Coordinate annotation entries:
════════════════
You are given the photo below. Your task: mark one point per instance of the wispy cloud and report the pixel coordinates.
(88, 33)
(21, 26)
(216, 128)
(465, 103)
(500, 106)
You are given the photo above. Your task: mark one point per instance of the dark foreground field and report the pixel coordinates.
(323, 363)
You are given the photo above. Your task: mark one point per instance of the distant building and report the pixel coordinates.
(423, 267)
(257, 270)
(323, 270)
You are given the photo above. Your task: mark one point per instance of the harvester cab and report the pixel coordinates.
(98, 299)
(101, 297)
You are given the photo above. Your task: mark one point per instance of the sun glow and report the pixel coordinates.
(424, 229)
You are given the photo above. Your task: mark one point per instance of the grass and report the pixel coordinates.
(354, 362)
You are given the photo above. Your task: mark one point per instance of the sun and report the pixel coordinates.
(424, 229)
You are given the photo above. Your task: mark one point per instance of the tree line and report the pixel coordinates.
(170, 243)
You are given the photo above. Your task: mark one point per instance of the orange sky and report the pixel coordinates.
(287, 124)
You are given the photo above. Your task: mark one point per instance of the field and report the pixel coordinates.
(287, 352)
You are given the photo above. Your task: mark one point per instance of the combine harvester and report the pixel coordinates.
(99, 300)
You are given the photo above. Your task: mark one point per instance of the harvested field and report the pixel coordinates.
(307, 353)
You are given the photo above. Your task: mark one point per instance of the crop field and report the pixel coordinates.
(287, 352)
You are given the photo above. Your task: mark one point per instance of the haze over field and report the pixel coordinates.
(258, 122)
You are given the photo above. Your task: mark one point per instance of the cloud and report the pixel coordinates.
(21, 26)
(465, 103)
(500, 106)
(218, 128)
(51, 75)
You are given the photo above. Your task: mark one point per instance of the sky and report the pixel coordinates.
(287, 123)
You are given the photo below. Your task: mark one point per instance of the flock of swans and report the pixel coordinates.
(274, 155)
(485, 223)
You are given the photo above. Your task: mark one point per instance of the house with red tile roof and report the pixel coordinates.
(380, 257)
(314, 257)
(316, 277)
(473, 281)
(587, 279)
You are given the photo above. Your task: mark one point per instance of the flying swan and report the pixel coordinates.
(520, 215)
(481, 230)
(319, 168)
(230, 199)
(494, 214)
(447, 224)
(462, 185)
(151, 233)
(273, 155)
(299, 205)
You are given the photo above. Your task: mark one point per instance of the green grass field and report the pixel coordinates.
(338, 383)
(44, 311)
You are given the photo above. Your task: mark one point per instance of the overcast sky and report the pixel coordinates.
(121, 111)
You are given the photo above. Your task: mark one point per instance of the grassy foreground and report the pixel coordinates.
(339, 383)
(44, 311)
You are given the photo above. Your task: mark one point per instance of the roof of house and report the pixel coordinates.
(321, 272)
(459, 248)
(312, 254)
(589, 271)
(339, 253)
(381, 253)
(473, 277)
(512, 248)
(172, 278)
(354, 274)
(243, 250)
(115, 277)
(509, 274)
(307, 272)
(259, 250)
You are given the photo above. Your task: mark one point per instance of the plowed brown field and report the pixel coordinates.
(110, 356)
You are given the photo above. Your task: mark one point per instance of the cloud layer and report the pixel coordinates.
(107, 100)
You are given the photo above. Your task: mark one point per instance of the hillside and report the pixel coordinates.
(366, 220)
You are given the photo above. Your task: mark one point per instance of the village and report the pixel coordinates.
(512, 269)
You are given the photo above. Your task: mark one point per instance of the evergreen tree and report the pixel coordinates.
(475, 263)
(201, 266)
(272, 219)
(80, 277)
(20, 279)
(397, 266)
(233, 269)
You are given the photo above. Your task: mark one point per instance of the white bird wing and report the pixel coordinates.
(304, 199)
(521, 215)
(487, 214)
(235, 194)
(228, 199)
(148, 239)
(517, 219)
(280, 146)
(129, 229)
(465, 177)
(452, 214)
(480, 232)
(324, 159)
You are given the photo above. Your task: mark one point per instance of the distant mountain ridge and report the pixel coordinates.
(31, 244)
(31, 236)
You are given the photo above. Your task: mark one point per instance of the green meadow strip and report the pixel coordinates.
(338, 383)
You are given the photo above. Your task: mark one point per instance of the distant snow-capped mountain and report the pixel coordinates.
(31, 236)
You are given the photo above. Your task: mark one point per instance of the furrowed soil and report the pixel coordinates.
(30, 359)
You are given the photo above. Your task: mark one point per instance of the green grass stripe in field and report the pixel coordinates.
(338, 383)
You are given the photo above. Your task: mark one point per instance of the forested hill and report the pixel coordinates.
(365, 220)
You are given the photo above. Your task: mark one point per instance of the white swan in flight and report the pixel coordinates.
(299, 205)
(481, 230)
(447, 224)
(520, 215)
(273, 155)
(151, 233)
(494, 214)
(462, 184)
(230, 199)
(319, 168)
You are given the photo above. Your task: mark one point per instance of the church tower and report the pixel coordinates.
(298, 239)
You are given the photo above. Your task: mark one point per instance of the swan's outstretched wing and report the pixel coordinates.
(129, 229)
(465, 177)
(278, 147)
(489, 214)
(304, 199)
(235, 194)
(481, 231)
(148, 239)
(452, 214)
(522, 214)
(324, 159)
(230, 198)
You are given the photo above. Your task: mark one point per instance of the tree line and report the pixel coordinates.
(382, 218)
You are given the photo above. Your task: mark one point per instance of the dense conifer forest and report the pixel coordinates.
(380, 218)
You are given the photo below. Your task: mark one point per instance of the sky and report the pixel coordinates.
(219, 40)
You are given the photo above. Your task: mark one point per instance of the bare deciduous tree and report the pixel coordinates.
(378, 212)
════════════════
From the first line to the last, please quote the material above exactly.

## SOLUTION TO THE EXERCISE
You are given the photo below. Your task: mark one point per instance of the wispy cloud and report the pixel coordinates.
(88, 33)
(21, 26)
(216, 128)
(465, 103)
(500, 106)
You are given the photo above. Your task: mark one point per instance of the dark foreground field and report the pixel coordinates.
(323, 363)
You are given the photo above. Your task: mark one point per instance of the distant building and report the pixel coordinates.
(423, 267)
(257, 270)
(323, 270)
You are given the photo above. Your task: mark one point per instance of the harvester cab and report the pixel coordinates.
(98, 299)
(101, 297)
You are given the photo above. Your task: mark one point per instance of the sun glow and report the pixel coordinates.
(424, 229)
You are given the photo above. Your task: mark one point per instance of the grass and report the pixel coordinates.
(354, 362)
You are given the photo above. Your task: mark one point per instance of the sun and report the pixel coordinates.
(424, 229)
You are given the photo above. Your task: mark one point per instance of the tree line and report the pixel coordinates.
(170, 243)
You are given the photo above. Your task: mark one point per instance of the orange sky and report the pixel coordinates.
(287, 124)
You are given the photo above. Your task: mark one point per instance of the field and report the pixel coordinates.
(287, 352)
You are given the photo above. Your task: mark one point per instance of the combine harvester and report the pixel coordinates.
(99, 300)
You are given the photo above. Your task: mark one point per instance of the harvested field and report the pixel coordinates.
(307, 353)
You are given the photo above. Your task: mark one point per instance of the crop field and report the pixel coordinates.
(287, 352)
You are given the photo above. Your task: mark one point per instance of the haze over field and report the pixel coordinates.
(258, 122)
You are given the photo above. Your task: mark one point per instance of the cloud and report the pixel coordinates.
(21, 26)
(465, 103)
(500, 106)
(218, 128)
(51, 75)
You are given the photo above. Your task: mark one point per instance of the sky and report the pixel coordinates.
(287, 123)
You are given the photo below. Your task: mark one point per instance of the flock of swans and report the pixel coordinates.
(274, 155)
(485, 223)
You are given the photo above. Your task: mark one point per instance of the house with red tile roof and report the pixel coordinates.
(380, 257)
(314, 257)
(316, 277)
(473, 281)
(587, 279)
You are given the photo above. Your task: mark one point per instance of the flying swan and report the pixel coordinates.
(520, 215)
(481, 230)
(319, 168)
(230, 199)
(494, 214)
(447, 224)
(462, 185)
(151, 233)
(273, 155)
(299, 205)
You are given the photo above. Your task: mark one point per instance of the green grass field and report the pixel coordinates.
(338, 383)
(44, 311)
You are given the photo above. Your task: mark one point per instance of the overcast sky and report the pixel coordinates.
(121, 111)
You are given the photo above. Your task: mark one point per instance of the grassy foreground and report the pixel coordinates.
(339, 383)
(44, 311)
You are given the photo above. Your task: mark one point per instance of the roof of house and report the pixel coordinates.
(321, 272)
(459, 248)
(312, 254)
(589, 271)
(339, 253)
(381, 253)
(473, 277)
(512, 248)
(172, 278)
(354, 274)
(243, 250)
(115, 277)
(509, 274)
(307, 272)
(259, 250)
You are given the photo above. Your task: mark one point per instance of the plowed brown field and report the pixel coordinates.
(110, 356)
You are given the photo above. Your task: mark one point per instance of the cloud layer and report the pixel coordinates.
(107, 100)
You are given the photo above. Your task: mark one point per instance of the hillside and report the pixel coordinates.
(366, 220)
You are given the photo above. Your task: mark one point per instance of the village and report the pixel coordinates.
(512, 269)
You are given the photo above. Your task: mark one point per instance of the evergreen tree and report the pixel coordinates.
(475, 263)
(201, 266)
(272, 219)
(80, 277)
(20, 279)
(397, 266)
(233, 269)
You are given the photo above. Your task: mark one point per instance of the white bird wing and report the pixel coordinates.
(304, 199)
(521, 215)
(487, 214)
(235, 194)
(228, 199)
(148, 239)
(517, 219)
(280, 146)
(129, 229)
(465, 177)
(452, 214)
(480, 232)
(324, 159)
You are given the photo above. Your task: mark one point per instance of the distant mountain ridge and report the pixel coordinates.
(31, 244)
(31, 236)
You are given the photo above. Your task: mark one point per instance of the green meadow strip and report the pixel coordinates.
(338, 383)
You are given the photo above. Your task: mark one point per instance of the distant snow-capped mountain and report the pixel coordinates.
(31, 236)
You are given the photo above. Your task: mark one point per instance of the furrowed soil and report the pixel coordinates.
(30, 359)
You are given the photo above. Your task: mark one point per instance of the green grass stripe in field and report the pixel coordinates.
(338, 383)
You are given the photo above. Your task: mark one point per instance of the forested hill and report the pixel coordinates.
(365, 220)
You are given the photo above. Your task: mark one point per instance of the white swan in flight and report the pixel coordinates.
(299, 205)
(481, 230)
(447, 224)
(520, 215)
(273, 155)
(151, 233)
(494, 214)
(462, 184)
(230, 199)
(319, 168)
You are given the photo above. Your task: mark one point per instance of the church tower and report the pixel coordinates.
(298, 239)
You are given the photo above. Your task: mark one point per instance of the swan's outstretched wing and report the pixel coordinates.
(129, 229)
(465, 177)
(278, 147)
(489, 214)
(304, 199)
(235, 194)
(481, 231)
(148, 239)
(452, 214)
(522, 214)
(324, 159)
(230, 198)
You are given the photo above. Your task: mark one point per instance of the tree line and report the pixel coordinates.
(382, 218)
You are given the photo above. Your task: mark one point per instance of the dense conifer forest and report the pixel coordinates.
(380, 218)
You are given the photo below. Your task: mark one point per instance of the sky and report the pixel coordinates.
(219, 40)
You are given the photo above. Your task: mark one point per instance of the bare deciduous tree and report the pixel coordinates.
(378, 212)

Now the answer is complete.